• _Document_
───

Password-Based Encryption:

  • Use strong passwords (minimum 12 characters, mixed complexity)
  • Always generate a unique, random salt per encryption
  • Store the salt alongside the encrypted file
  • Use at least 600,000 PBKDF2 iterations (OWASP 2023)

File Handling:

  • Validate decrypted data integrity before use
  • Use secure file permissions (0600 for sensitive files)
  • Delete plaintext securely after encryption (consider shred or srm)
  • Handle authentication failures as potential tampering

Production Deployment:

  • Run security audits before production use
  • Implement proper error handling without leaking sensitive data
  • Use context cancellation for long-running operations
  • Monitor for security advisories and updates

Performance

Benchmarks

Tested on Apple M1 Pro:

Operation File Size Throughput Time
Encryption 1 MB ~949 MB/s ~1.1 ms
Encryption 10 MB ~1361 MB/s ~7.7 ms
Encryption 100 MB ~1039 MB/s ~101 ms
Encryption 1 GB ~235 MB/s ~4.6 s
Decryption 1 MB ~1260 MB/s ~0.8 ms
Decryption 10 MB ~1362 MB/s ~7.7 ms
Decryption 100 MB ~1338 MB/s ~78 ms
Decryption 1 GB ~800 MB/s ~1.3 s
PBKDF2 (600k iter) - - ~76 ms

Chunk Size Impact (10MB file):

  • 64KB chunks: ~1376 MB/s
  • 256KB chunks: ~1478 MB/s
  • 1MB chunks: ~1483 MB/s (default, recommended)
  • 4MB chunks: ~1409 MB/s

Run benchmarks yourself:

go test -bench=. ./benchmark -benchtime=10s
File Format Overhead
  • Header: 20 bytes (12-byte nonce + 8-byte file size)
  • Per-chunk: 20 bytes (4-byte size + 16-byte GCM tag)
  • Example: 1GB file with 1MB chunks = ~20KB overhead (~0.002%)

Documentation

FAQ

How do I store the encryption key?

Keys should never be stored in plaintext. Options include:

  • Hardware Security Modules (HSM): For production environments
  • Key Management Services (KMS): Cloud providers (AWS KMS, Azure Key Vault, etc.)
  • Environment Variables: For development (not recommended for production)
  • Password-based: Derive from user password with PBKDF2
Can I use this for encrypting data in transit?

───

• _Dataset entries_
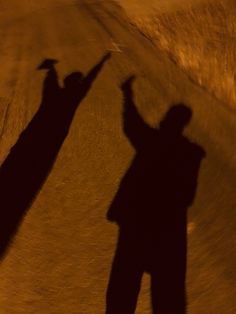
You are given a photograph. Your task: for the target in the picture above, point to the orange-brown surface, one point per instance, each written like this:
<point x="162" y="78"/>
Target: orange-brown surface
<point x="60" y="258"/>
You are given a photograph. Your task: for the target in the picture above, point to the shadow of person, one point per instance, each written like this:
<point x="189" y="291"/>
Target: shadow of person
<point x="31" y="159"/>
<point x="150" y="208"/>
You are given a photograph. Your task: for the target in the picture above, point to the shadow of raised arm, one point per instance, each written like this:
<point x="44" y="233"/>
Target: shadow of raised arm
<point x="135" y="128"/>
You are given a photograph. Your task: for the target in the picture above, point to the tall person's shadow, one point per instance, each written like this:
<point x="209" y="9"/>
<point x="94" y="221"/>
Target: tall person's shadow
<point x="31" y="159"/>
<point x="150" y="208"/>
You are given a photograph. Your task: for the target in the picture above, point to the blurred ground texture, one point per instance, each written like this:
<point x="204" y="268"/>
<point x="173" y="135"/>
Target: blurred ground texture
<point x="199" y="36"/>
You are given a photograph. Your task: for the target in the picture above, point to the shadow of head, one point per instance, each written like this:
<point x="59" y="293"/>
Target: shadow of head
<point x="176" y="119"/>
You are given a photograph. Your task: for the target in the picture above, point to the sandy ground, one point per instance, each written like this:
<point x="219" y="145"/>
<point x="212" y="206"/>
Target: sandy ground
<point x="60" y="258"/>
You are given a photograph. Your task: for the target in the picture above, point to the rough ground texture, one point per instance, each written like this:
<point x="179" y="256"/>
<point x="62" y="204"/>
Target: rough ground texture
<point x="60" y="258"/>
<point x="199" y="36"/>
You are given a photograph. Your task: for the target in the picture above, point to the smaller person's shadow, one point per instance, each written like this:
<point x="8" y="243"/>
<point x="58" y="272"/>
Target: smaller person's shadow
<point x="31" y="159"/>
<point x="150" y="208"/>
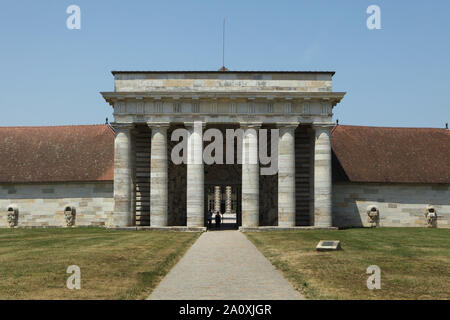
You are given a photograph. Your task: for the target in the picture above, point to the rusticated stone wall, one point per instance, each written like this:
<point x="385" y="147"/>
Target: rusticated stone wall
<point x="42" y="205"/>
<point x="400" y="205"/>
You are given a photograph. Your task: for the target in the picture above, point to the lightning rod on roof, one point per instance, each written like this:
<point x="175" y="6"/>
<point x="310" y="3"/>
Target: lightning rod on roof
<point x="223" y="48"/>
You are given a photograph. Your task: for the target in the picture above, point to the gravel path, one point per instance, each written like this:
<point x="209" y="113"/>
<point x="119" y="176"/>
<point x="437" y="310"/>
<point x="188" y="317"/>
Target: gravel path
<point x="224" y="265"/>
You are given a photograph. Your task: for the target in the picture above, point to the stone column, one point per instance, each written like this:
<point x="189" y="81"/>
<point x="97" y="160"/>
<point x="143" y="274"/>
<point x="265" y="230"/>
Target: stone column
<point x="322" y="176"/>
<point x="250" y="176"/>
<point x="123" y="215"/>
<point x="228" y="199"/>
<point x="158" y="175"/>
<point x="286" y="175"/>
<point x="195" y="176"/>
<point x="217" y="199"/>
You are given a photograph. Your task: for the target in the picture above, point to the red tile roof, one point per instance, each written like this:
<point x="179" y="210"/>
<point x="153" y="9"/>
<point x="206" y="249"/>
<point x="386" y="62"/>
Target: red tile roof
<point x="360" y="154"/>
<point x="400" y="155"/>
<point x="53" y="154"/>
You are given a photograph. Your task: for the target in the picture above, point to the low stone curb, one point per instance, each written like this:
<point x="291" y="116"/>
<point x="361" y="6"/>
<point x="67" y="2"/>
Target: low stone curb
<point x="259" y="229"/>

───

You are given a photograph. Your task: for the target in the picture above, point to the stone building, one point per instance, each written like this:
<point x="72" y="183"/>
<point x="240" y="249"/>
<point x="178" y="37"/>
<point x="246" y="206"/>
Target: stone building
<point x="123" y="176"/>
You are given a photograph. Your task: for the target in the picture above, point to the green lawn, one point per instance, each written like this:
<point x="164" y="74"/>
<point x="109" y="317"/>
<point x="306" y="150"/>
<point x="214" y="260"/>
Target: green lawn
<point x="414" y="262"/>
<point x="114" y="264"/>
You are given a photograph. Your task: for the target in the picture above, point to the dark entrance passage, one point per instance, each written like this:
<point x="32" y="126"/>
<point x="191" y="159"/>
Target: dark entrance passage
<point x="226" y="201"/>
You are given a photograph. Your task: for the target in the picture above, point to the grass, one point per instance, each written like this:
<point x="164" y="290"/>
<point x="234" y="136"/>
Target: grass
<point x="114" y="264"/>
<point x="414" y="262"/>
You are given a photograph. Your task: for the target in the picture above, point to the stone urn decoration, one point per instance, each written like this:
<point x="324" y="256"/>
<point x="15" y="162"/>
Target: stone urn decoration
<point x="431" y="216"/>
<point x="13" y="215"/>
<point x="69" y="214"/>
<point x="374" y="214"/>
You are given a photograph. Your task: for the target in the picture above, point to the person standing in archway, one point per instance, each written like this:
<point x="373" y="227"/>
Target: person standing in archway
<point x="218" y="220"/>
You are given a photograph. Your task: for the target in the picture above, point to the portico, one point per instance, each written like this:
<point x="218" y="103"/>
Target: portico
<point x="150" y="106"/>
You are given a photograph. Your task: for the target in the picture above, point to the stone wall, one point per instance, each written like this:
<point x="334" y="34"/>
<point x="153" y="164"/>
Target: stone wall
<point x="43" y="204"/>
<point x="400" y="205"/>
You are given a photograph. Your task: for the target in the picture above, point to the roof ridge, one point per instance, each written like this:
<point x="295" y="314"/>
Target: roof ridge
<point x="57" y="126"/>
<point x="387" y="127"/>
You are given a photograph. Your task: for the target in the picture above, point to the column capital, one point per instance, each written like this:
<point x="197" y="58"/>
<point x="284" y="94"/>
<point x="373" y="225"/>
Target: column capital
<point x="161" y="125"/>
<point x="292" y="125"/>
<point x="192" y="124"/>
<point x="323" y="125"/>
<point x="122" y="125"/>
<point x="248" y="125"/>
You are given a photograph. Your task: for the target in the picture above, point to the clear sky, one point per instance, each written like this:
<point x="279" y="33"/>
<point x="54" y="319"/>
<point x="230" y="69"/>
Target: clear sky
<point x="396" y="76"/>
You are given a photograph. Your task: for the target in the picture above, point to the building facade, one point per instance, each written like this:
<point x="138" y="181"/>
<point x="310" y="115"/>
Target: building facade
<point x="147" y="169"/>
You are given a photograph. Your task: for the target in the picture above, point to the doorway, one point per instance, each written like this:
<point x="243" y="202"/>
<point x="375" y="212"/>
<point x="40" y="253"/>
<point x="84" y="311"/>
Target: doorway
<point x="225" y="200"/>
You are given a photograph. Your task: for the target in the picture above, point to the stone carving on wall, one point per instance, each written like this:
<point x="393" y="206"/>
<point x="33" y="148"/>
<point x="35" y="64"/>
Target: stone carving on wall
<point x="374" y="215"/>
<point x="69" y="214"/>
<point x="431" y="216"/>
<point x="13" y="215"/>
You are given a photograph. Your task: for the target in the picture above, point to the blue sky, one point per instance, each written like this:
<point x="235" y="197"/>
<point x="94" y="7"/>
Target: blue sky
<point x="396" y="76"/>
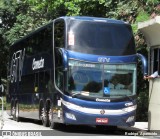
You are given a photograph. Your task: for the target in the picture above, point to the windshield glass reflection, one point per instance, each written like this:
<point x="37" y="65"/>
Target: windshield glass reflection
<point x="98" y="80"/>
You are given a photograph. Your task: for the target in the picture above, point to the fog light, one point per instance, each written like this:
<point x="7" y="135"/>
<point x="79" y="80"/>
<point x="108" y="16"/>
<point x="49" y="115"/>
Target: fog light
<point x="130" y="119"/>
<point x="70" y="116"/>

───

• _What is asked_
1. Summarize the file encryption guide in two sentences.
2. Answer these questions from the file encryption guide:
(a) What file permissions does it recommend for sensitive files?
(b) In the chunk size test on a 10MB file, which chunk size gave the highest throughput, and what was that throughput?
(c) How large is the file header, and what does it consist of?
3. Write the next part of the file encryption guide, picking up right after its last line.

• _Results of the exercise_
1. The file encryption guide gives security advice for password-based encryption, file handling and production deployment, such as using a unique random salt per encryption, at least 600,000 PBKDF2 iterations and 0600 permissions for sensitive files. It also reports benchmarks on an Apple M1 Pro, recommends 1MB chunks as the default, describes the file format overhead and lists options for storing encryption keys.

2.
(a) 0600.
(b) 1MB chunks, at about 1483 MB/s.
(c) 20 bytes, made up of a 12-byte nonce and an 8-byte file size.

3.
This library is designed for data at rest (file encryption). For data in transit, use TLS/HTTPS.

How do I handle the salt for password-based encryption?

The salt must be stored alongside the encrypted file. Common approaches:

  • Prepend salt to encrypted file: [32 bytes salt][encrypted data]
  • Store in separate metadata file: file.enc and file.enc.salt
  • Include in file header (requires custom format)
Is this library thread-safe?

Yes. Each encryption/decryption operation is independent and can run concurrently. However, do not share keys across goroutines without proper synchronization (use separate key copies).

What happens if decryption fails?

Decryption failures typically indicate:

  • Wrong key (authentication failed)
  • File corruption or tampering
  • Truncated file

Always treat authentication failures as potential security issues.

Can I encrypt the same file multiple times with the same key?

Yes. Each encryption uses a unique random nonce, so the output will be different each time. However, for better security, consider using different keys for different files.

What about post-quantum cryptography?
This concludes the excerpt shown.